___ THE INPUT ___
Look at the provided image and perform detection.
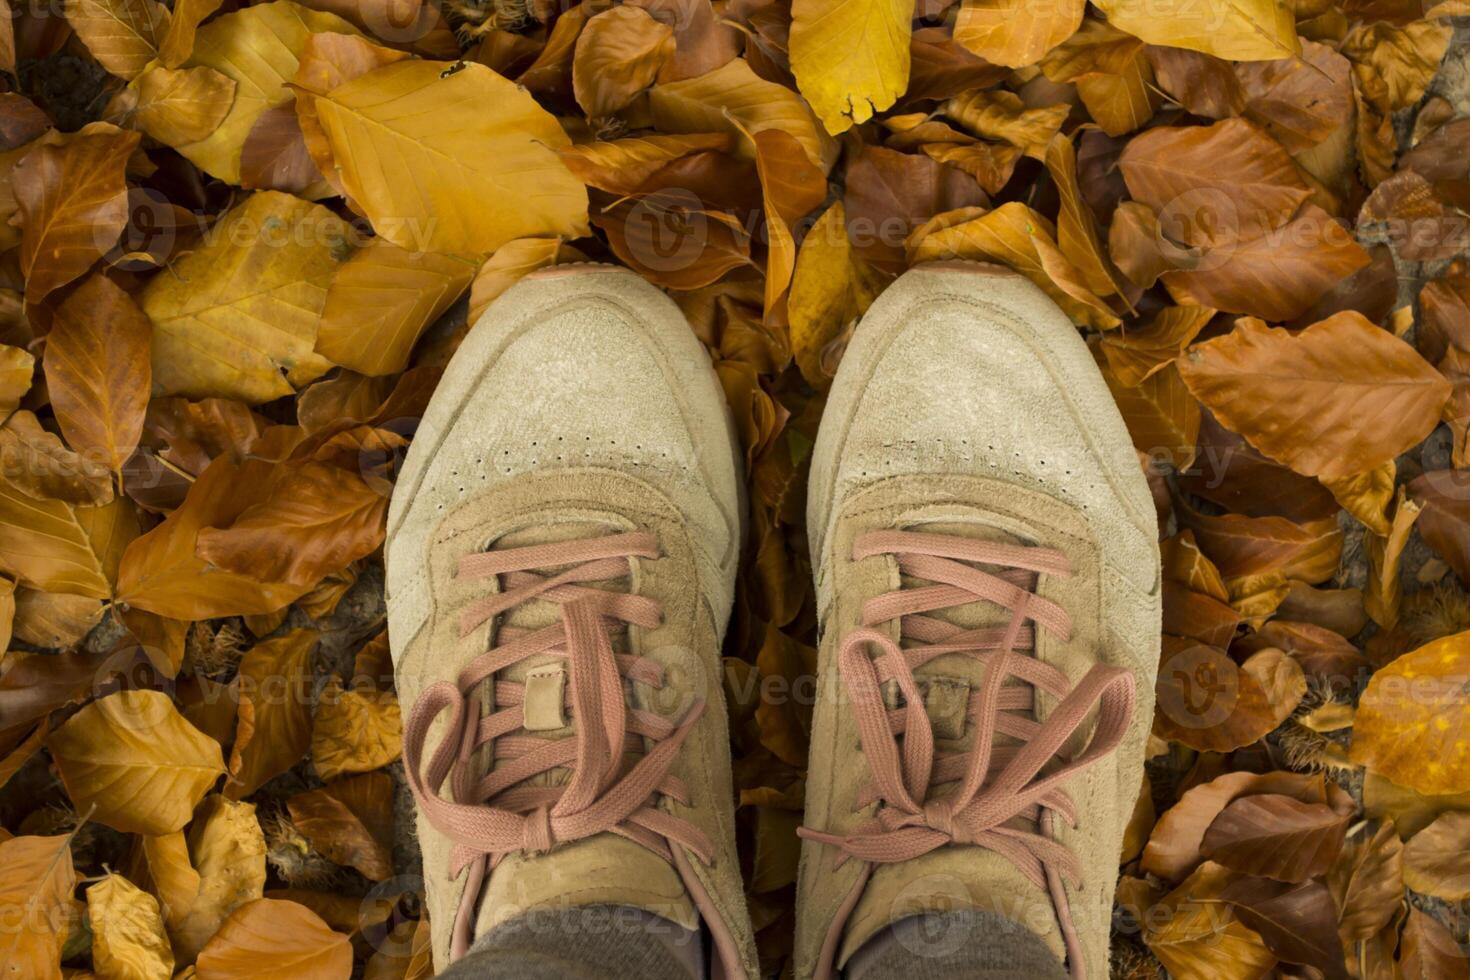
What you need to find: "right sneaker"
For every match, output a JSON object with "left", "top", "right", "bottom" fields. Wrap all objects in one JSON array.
[
  {"left": 795, "top": 262, "right": 1161, "bottom": 980},
  {"left": 385, "top": 265, "right": 758, "bottom": 978}
]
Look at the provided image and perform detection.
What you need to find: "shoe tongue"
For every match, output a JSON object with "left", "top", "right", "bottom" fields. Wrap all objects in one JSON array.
[
  {"left": 469, "top": 520, "right": 699, "bottom": 938},
  {"left": 840, "top": 518, "right": 1065, "bottom": 967}
]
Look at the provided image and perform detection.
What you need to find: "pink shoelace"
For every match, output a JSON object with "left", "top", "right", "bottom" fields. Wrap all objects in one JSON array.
[
  {"left": 403, "top": 531, "right": 712, "bottom": 959},
  {"left": 797, "top": 530, "right": 1135, "bottom": 976}
]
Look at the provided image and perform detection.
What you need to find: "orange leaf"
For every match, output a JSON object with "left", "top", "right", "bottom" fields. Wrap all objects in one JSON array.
[{"left": 195, "top": 898, "right": 352, "bottom": 978}]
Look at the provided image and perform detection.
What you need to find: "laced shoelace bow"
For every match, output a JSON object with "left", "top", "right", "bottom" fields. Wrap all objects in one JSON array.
[
  {"left": 798, "top": 529, "right": 1135, "bottom": 903},
  {"left": 403, "top": 531, "right": 713, "bottom": 955}
]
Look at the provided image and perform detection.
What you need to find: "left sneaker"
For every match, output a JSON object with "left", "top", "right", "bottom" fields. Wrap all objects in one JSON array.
[{"left": 385, "top": 265, "right": 758, "bottom": 978}]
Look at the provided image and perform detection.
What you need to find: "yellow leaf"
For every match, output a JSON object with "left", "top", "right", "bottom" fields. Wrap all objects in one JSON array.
[
  {"left": 0, "top": 487, "right": 137, "bottom": 598},
  {"left": 158, "top": 0, "right": 223, "bottom": 68},
  {"left": 1091, "top": 0, "right": 1300, "bottom": 61},
  {"left": 141, "top": 832, "right": 201, "bottom": 928},
  {"left": 788, "top": 202, "right": 880, "bottom": 389},
  {"left": 466, "top": 238, "right": 567, "bottom": 324},
  {"left": 0, "top": 343, "right": 34, "bottom": 420},
  {"left": 1352, "top": 631, "right": 1470, "bottom": 794},
  {"left": 1342, "top": 20, "right": 1452, "bottom": 113},
  {"left": 195, "top": 898, "right": 351, "bottom": 979},
  {"left": 131, "top": 65, "right": 237, "bottom": 147},
  {"left": 954, "top": 0, "right": 1084, "bottom": 69},
  {"left": 47, "top": 690, "right": 225, "bottom": 835},
  {"left": 789, "top": 0, "right": 911, "bottom": 134},
  {"left": 943, "top": 89, "right": 1069, "bottom": 158},
  {"left": 315, "top": 239, "right": 476, "bottom": 376},
  {"left": 1143, "top": 861, "right": 1275, "bottom": 977},
  {"left": 650, "top": 58, "right": 833, "bottom": 171},
  {"left": 226, "top": 630, "right": 318, "bottom": 799},
  {"left": 87, "top": 873, "right": 174, "bottom": 980},
  {"left": 909, "top": 202, "right": 1121, "bottom": 329},
  {"left": 168, "top": 795, "right": 267, "bottom": 965},
  {"left": 142, "top": 191, "right": 350, "bottom": 404},
  {"left": 310, "top": 59, "right": 588, "bottom": 256},
  {"left": 177, "top": 1, "right": 359, "bottom": 183},
  {"left": 1044, "top": 134, "right": 1126, "bottom": 298},
  {"left": 0, "top": 835, "right": 79, "bottom": 980},
  {"left": 1323, "top": 461, "right": 1395, "bottom": 536},
  {"left": 63, "top": 0, "right": 170, "bottom": 81},
  {"left": 572, "top": 5, "right": 674, "bottom": 119},
  {"left": 1099, "top": 306, "right": 1215, "bottom": 386},
  {"left": 558, "top": 133, "right": 734, "bottom": 196},
  {"left": 311, "top": 674, "right": 402, "bottom": 781}
]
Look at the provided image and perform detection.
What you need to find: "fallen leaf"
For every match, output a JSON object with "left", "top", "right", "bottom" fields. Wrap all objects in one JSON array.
[
  {"left": 1328, "top": 820, "right": 1403, "bottom": 943},
  {"left": 0, "top": 485, "right": 136, "bottom": 597},
  {"left": 141, "top": 831, "right": 201, "bottom": 928},
  {"left": 953, "top": 0, "right": 1084, "bottom": 69},
  {"left": 1401, "top": 907, "right": 1470, "bottom": 979},
  {"left": 0, "top": 835, "right": 79, "bottom": 980},
  {"left": 63, "top": 0, "right": 171, "bottom": 82},
  {"left": 311, "top": 674, "right": 402, "bottom": 780},
  {"left": 47, "top": 690, "right": 225, "bottom": 834},
  {"left": 1323, "top": 461, "right": 1395, "bottom": 536},
  {"left": 789, "top": 202, "right": 881, "bottom": 388},
  {"left": 789, "top": 0, "right": 909, "bottom": 134},
  {"left": 1341, "top": 19, "right": 1452, "bottom": 113},
  {"left": 558, "top": 133, "right": 734, "bottom": 196},
  {"left": 1351, "top": 631, "right": 1470, "bottom": 794},
  {"left": 1201, "top": 794, "right": 1350, "bottom": 882},
  {"left": 169, "top": 795, "right": 268, "bottom": 964},
  {"left": 1100, "top": 306, "right": 1214, "bottom": 385},
  {"left": 11, "top": 588, "right": 105, "bottom": 648},
  {"left": 142, "top": 191, "right": 349, "bottom": 404},
  {"left": 0, "top": 344, "right": 33, "bottom": 422},
  {"left": 239, "top": 100, "right": 321, "bottom": 194},
  {"left": 943, "top": 89, "right": 1070, "bottom": 159},
  {"left": 746, "top": 126, "right": 828, "bottom": 313},
  {"left": 1364, "top": 486, "right": 1420, "bottom": 629},
  {"left": 195, "top": 898, "right": 351, "bottom": 978},
  {"left": 1143, "top": 861, "right": 1277, "bottom": 979},
  {"left": 573, "top": 5, "right": 674, "bottom": 120},
  {"left": 1235, "top": 40, "right": 1352, "bottom": 153},
  {"left": 1402, "top": 810, "right": 1470, "bottom": 900},
  {"left": 43, "top": 273, "right": 151, "bottom": 476},
  {"left": 1218, "top": 877, "right": 1347, "bottom": 978},
  {"left": 1097, "top": 356, "right": 1199, "bottom": 468},
  {"left": 466, "top": 238, "right": 568, "bottom": 323},
  {"left": 1178, "top": 314, "right": 1448, "bottom": 481},
  {"left": 286, "top": 771, "right": 394, "bottom": 880},
  {"left": 87, "top": 873, "right": 174, "bottom": 980},
  {"left": 1091, "top": 0, "right": 1299, "bottom": 61},
  {"left": 224, "top": 630, "right": 318, "bottom": 799},
  {"left": 130, "top": 65, "right": 237, "bottom": 148},
  {"left": 13, "top": 124, "right": 140, "bottom": 304},
  {"left": 310, "top": 59, "right": 588, "bottom": 255},
  {"left": 1153, "top": 639, "right": 1286, "bottom": 753},
  {"left": 0, "top": 410, "right": 115, "bottom": 505},
  {"left": 842, "top": 141, "right": 987, "bottom": 273}
]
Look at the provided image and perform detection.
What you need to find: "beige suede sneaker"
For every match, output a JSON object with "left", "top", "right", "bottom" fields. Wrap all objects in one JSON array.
[
  {"left": 795, "top": 262, "right": 1161, "bottom": 979},
  {"left": 385, "top": 266, "right": 758, "bottom": 978}
]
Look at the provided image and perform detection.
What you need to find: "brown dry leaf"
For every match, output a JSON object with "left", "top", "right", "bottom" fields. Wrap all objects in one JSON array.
[
  {"left": 142, "top": 191, "right": 348, "bottom": 403},
  {"left": 747, "top": 126, "right": 828, "bottom": 313},
  {"left": 952, "top": 0, "right": 1084, "bottom": 69},
  {"left": 44, "top": 273, "right": 151, "bottom": 476},
  {"left": 1235, "top": 40, "right": 1352, "bottom": 153},
  {"left": 87, "top": 873, "right": 174, "bottom": 980},
  {"left": 1044, "top": 134, "right": 1128, "bottom": 299},
  {"left": 47, "top": 690, "right": 225, "bottom": 834},
  {"left": 1090, "top": 0, "right": 1299, "bottom": 61},
  {"left": 1097, "top": 356, "right": 1199, "bottom": 469},
  {"left": 1364, "top": 486, "right": 1421, "bottom": 629},
  {"left": 286, "top": 771, "right": 394, "bottom": 880},
  {"left": 195, "top": 898, "right": 351, "bottom": 978},
  {"left": 1178, "top": 314, "right": 1449, "bottom": 481},
  {"left": 1147, "top": 47, "right": 1246, "bottom": 118},
  {"left": 1341, "top": 20, "right": 1452, "bottom": 113},
  {"left": 1201, "top": 793, "right": 1350, "bottom": 882},
  {"left": 558, "top": 133, "right": 733, "bottom": 196},
  {"left": 0, "top": 485, "right": 136, "bottom": 598},
  {"left": 63, "top": 0, "right": 171, "bottom": 82},
  {"left": 1401, "top": 907, "right": 1470, "bottom": 979},
  {"left": 12, "top": 588, "right": 106, "bottom": 648},
  {"left": 13, "top": 124, "right": 140, "bottom": 304},
  {"left": 312, "top": 674, "right": 402, "bottom": 780},
  {"left": 141, "top": 831, "right": 201, "bottom": 928},
  {"left": 0, "top": 410, "right": 115, "bottom": 505},
  {"left": 1118, "top": 118, "right": 1311, "bottom": 248},
  {"left": 239, "top": 101, "right": 321, "bottom": 194},
  {"left": 1040, "top": 18, "right": 1158, "bottom": 137},
  {"left": 1218, "top": 876, "right": 1347, "bottom": 978},
  {"left": 789, "top": 0, "right": 911, "bottom": 134},
  {"left": 0, "top": 717, "right": 44, "bottom": 792},
  {"left": 1351, "top": 631, "right": 1470, "bottom": 794},
  {"left": 1101, "top": 306, "right": 1214, "bottom": 386},
  {"left": 1409, "top": 470, "right": 1470, "bottom": 585},
  {"left": 1328, "top": 820, "right": 1404, "bottom": 943},
  {"left": 910, "top": 202, "right": 1120, "bottom": 329},
  {"left": 1107, "top": 200, "right": 1199, "bottom": 291},
  {"left": 0, "top": 834, "right": 79, "bottom": 980},
  {"left": 1153, "top": 639, "right": 1286, "bottom": 752},
  {"left": 169, "top": 795, "right": 267, "bottom": 964},
  {"left": 573, "top": 5, "right": 674, "bottom": 120},
  {"left": 157, "top": 0, "right": 222, "bottom": 67},
  {"left": 1402, "top": 810, "right": 1470, "bottom": 900},
  {"left": 114, "top": 453, "right": 305, "bottom": 620},
  {"left": 225, "top": 630, "right": 318, "bottom": 799},
  {"left": 596, "top": 190, "right": 752, "bottom": 291},
  {"left": 649, "top": 57, "right": 831, "bottom": 171},
  {"left": 315, "top": 240, "right": 475, "bottom": 377},
  {"left": 0, "top": 575, "right": 12, "bottom": 654},
  {"left": 1143, "top": 769, "right": 1349, "bottom": 883},
  {"left": 130, "top": 65, "right": 237, "bottom": 148},
  {"left": 842, "top": 141, "right": 987, "bottom": 273},
  {"left": 1143, "top": 861, "right": 1277, "bottom": 979}
]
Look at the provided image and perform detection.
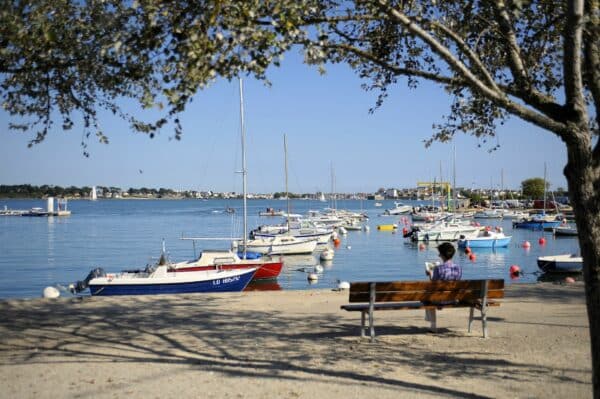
___
**PROBLEM STATEMENT**:
Scan the entries above and show each line that contains the word "What".

**ANSWER TO THIS TASK**:
What you need to find: "right sneaker"
What you need to find: "shoe tongue"
What you need to find: "pink shoelace"
What you need to find: "orange leaf"
What you need to find: "laced shoelace bow"
What you need to find: "left sneaker"
What you need to find: "yellow leaf"
What you need to find: "fallen leaf"
What you need to find: "beige suede sneaker"
What you need to find: "brown dry leaf"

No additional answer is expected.